• Problem to solve
Render every line of the items below as a JSON list of strings, one string per line, with blank lines omitted and the pictures left out.
>>>>
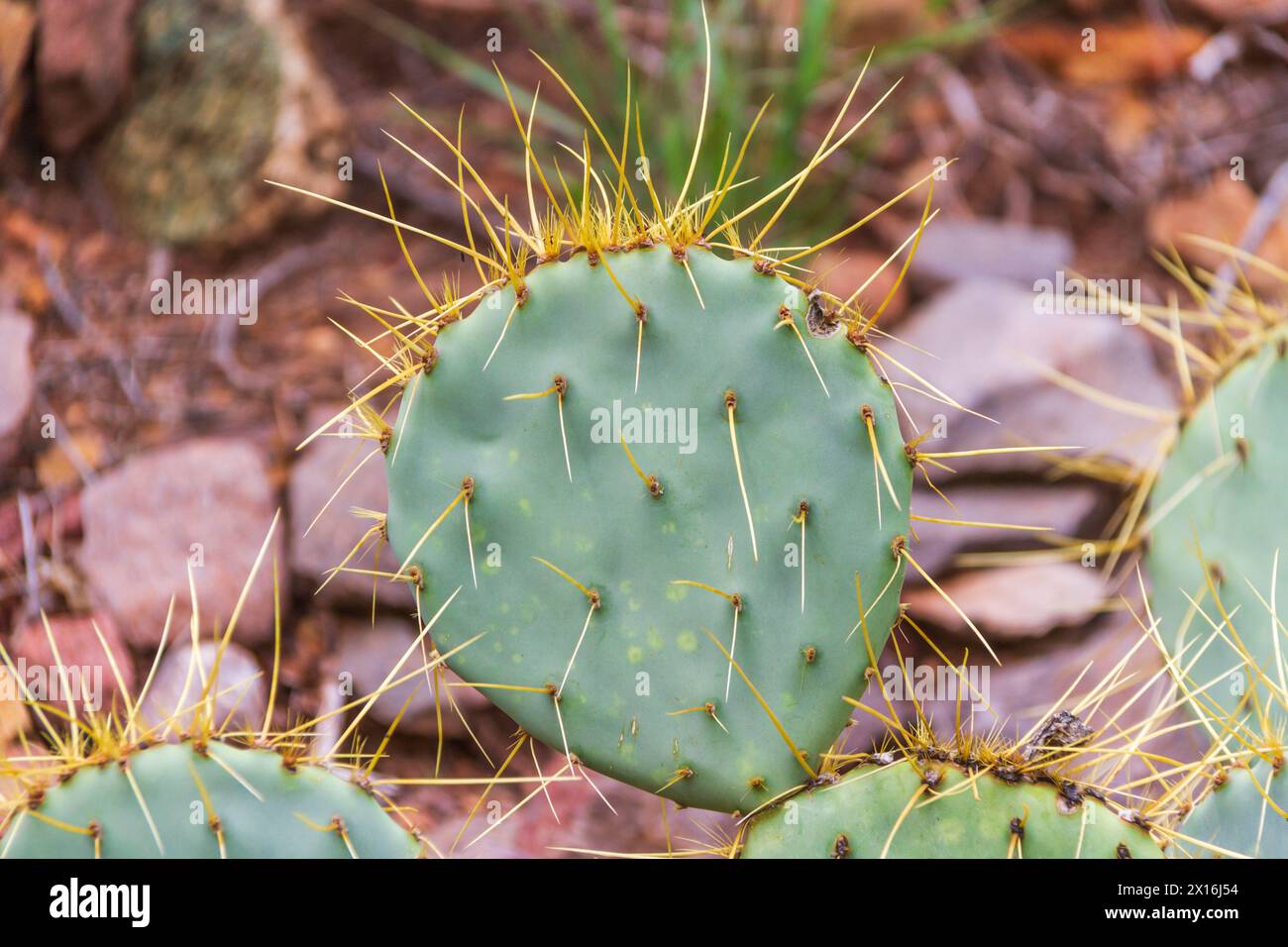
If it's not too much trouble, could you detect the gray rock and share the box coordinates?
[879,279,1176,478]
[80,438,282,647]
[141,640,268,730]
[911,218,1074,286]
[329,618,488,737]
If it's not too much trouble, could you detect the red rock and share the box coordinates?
<<<<
• Written answer
[
  "If it's not too much trouble, could you detect the gray rock and share the box coordinates?",
  "[879,279,1176,478]",
  "[80,438,282,647]",
  "[141,640,268,730]",
  "[911,218,1074,286]",
  "[329,618,488,737]",
  "If it's not too much trouble, could you detect the red rock and share the box coordinates?"
]